Aim of the task
Restate word for word the lines in the listing below, starting at the line containing "Target: red and green stripe on jersey" and ending at the line containing "Target: number 6 on jersey", both included; leave out the rest.

Records for processing

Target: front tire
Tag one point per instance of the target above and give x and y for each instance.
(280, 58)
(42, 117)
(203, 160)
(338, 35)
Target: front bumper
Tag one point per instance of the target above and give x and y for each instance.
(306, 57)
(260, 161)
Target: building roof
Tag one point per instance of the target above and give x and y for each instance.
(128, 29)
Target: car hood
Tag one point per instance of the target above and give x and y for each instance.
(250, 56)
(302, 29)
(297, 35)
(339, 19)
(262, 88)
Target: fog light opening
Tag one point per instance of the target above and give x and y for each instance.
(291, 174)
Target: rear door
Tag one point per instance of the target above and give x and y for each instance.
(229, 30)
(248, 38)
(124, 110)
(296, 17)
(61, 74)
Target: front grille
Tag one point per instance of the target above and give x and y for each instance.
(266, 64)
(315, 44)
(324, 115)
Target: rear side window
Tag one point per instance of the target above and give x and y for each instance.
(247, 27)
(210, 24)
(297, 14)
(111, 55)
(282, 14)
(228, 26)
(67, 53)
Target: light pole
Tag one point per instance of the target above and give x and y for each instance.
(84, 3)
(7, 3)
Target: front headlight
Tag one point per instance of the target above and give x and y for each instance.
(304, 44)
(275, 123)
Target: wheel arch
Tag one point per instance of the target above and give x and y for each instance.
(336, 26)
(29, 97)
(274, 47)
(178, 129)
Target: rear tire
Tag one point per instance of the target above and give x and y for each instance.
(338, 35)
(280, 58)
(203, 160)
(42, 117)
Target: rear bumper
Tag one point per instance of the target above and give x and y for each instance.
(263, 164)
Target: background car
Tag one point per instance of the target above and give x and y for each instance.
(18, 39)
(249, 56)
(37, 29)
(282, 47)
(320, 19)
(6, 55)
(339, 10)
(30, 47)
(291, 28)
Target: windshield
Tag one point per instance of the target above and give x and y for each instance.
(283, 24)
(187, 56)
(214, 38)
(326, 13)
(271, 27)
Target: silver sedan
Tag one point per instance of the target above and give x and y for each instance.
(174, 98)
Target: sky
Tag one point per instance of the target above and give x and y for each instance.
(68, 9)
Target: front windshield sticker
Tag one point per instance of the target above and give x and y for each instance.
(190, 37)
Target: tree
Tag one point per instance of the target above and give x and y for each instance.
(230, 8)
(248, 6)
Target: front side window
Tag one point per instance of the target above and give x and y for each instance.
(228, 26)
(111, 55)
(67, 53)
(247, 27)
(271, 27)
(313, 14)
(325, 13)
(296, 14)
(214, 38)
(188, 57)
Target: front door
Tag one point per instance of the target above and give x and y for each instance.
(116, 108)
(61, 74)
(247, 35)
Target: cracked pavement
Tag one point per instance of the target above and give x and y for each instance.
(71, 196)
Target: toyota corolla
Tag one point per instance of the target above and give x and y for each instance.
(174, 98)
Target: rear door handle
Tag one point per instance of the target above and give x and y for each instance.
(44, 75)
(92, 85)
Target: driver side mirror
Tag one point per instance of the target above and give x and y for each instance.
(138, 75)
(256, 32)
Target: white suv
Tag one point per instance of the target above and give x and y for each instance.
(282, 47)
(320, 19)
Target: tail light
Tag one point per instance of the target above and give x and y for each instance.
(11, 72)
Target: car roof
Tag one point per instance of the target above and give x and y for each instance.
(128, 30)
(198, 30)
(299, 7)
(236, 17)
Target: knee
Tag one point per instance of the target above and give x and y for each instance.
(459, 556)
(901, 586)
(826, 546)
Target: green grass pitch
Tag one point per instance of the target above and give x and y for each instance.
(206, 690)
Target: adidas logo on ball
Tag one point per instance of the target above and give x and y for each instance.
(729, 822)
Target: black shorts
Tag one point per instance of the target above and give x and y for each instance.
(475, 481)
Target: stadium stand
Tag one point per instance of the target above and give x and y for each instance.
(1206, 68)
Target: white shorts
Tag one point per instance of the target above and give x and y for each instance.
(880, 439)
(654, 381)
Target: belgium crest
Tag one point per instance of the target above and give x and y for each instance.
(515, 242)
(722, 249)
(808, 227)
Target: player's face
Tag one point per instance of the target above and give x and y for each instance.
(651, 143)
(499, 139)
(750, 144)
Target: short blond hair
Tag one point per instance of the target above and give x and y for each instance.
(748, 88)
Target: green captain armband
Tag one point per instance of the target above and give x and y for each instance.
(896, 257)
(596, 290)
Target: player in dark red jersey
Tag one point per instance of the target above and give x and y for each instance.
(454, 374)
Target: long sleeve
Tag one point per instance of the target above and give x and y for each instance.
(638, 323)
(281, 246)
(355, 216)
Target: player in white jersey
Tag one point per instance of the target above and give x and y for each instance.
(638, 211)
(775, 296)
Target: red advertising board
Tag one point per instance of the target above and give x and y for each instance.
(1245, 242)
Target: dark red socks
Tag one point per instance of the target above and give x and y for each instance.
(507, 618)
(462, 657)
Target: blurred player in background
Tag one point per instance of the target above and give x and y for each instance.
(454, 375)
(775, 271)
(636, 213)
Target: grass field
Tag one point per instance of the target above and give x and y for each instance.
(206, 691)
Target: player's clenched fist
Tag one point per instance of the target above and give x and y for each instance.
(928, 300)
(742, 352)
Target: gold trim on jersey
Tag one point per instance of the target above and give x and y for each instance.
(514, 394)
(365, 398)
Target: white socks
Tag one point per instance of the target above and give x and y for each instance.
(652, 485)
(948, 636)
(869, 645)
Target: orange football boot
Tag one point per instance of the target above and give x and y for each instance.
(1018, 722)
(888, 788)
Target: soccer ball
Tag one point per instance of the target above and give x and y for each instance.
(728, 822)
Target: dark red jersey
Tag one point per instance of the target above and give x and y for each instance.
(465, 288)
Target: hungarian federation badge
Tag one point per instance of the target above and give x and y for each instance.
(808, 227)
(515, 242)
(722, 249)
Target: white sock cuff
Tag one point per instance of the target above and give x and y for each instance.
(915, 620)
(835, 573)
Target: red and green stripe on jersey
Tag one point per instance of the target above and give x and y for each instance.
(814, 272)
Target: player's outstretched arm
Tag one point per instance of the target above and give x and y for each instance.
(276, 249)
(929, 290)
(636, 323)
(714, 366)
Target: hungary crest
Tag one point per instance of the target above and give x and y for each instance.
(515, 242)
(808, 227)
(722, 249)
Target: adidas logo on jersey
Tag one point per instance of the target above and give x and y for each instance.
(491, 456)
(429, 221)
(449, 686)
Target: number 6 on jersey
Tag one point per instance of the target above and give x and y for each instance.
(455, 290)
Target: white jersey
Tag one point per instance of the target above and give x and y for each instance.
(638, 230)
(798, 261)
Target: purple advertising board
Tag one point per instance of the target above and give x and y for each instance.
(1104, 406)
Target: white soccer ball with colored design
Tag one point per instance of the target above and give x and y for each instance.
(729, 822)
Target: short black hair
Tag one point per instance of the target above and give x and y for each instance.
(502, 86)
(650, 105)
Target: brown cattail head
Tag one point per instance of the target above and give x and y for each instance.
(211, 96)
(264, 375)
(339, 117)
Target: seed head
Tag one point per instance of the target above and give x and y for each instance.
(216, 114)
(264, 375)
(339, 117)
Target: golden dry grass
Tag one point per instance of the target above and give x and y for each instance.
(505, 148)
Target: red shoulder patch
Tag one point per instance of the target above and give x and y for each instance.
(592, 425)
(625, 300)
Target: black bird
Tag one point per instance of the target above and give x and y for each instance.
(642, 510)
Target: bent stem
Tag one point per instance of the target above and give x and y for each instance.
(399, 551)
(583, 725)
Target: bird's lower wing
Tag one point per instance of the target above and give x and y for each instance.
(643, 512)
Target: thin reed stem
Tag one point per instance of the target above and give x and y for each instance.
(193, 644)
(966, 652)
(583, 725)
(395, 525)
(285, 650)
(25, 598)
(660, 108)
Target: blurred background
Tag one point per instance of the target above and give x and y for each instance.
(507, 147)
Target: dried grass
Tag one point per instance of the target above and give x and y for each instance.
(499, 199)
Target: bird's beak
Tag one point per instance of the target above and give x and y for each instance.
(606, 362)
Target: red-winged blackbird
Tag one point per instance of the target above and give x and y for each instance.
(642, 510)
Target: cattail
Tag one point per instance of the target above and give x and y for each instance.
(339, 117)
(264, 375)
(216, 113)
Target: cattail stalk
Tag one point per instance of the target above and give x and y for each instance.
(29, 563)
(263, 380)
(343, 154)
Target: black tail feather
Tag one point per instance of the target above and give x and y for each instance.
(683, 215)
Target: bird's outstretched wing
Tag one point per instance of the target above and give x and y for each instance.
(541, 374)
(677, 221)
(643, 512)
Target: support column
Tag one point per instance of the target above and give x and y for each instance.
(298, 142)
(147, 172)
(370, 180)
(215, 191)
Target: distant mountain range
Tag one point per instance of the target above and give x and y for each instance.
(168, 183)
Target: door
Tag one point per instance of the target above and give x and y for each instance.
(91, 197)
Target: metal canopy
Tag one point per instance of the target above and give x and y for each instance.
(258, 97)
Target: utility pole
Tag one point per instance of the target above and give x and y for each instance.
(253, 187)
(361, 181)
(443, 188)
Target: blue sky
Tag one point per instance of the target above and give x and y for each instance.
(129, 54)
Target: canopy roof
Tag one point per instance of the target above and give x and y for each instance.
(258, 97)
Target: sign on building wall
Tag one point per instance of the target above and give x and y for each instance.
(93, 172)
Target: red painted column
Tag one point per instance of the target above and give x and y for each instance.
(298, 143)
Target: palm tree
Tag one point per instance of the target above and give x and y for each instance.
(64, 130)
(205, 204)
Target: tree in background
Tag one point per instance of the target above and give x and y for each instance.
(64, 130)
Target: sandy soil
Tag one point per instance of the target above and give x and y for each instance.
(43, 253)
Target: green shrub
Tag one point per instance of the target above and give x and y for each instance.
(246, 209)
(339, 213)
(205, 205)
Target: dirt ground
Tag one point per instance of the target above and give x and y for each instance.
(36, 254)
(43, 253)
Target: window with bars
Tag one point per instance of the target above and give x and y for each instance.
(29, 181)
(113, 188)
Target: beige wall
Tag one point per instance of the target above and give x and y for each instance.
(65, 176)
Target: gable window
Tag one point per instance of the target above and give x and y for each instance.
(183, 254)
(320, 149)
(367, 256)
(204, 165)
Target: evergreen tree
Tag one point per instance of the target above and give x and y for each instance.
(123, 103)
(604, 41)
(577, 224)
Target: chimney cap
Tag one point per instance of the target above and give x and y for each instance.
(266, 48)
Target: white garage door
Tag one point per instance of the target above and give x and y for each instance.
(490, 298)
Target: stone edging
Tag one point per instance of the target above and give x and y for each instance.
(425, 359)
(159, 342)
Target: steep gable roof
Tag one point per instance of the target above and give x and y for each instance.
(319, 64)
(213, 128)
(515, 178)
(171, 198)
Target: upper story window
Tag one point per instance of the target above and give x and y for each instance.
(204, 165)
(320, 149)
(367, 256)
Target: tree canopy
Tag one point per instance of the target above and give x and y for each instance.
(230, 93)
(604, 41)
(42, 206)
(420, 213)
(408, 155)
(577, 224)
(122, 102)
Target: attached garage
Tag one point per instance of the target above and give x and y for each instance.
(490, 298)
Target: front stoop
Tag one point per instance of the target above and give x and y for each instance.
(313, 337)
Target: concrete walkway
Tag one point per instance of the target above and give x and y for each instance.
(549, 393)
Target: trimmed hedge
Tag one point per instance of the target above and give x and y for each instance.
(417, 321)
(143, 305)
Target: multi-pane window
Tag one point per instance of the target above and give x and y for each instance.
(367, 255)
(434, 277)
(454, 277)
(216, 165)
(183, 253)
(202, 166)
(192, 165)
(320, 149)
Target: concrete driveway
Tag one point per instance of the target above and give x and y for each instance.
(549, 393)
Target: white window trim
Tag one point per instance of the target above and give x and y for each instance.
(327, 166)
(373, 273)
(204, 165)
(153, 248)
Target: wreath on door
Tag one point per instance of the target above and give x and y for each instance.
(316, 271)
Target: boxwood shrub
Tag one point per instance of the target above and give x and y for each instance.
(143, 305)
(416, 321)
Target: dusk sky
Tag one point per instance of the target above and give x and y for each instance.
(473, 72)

Solved exercise
Target: red and green stripe on jersey
Tag one point per instance of the target above and give x and y for each instance.
(814, 272)
Target: player's outstretched arm
Tag one point per instance of the target above and give x and y for each instance.
(276, 249)
(929, 290)
(636, 323)
(714, 366)
Target: hungary crest
Tag one point per instance of the target above and give x and y for each instance.
(515, 242)
(808, 227)
(722, 249)
Target: adidas logo on jersey
Tag one point per instance of the target above and give x and y for each instance.
(491, 456)
(429, 221)
(449, 686)
Target: number 6 on jersey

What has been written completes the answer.